- **Action item**
Set down the data below in full and exactly, minus the pictures.

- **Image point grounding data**
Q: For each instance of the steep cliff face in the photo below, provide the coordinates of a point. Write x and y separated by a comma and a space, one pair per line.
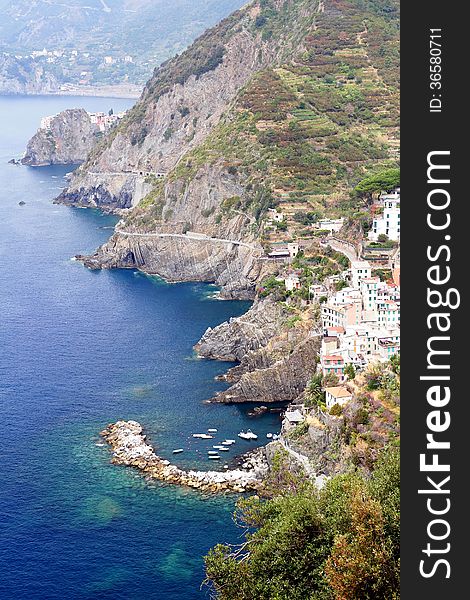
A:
284, 99
68, 139
276, 359
186, 97
233, 340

- **The answer**
Q: For each instance of the steep cliff face in the photo below, provide the coordinates of a point. Write x and y separated by a comma and a space, one pair per line.
A:
284, 99
68, 139
276, 359
186, 97
233, 340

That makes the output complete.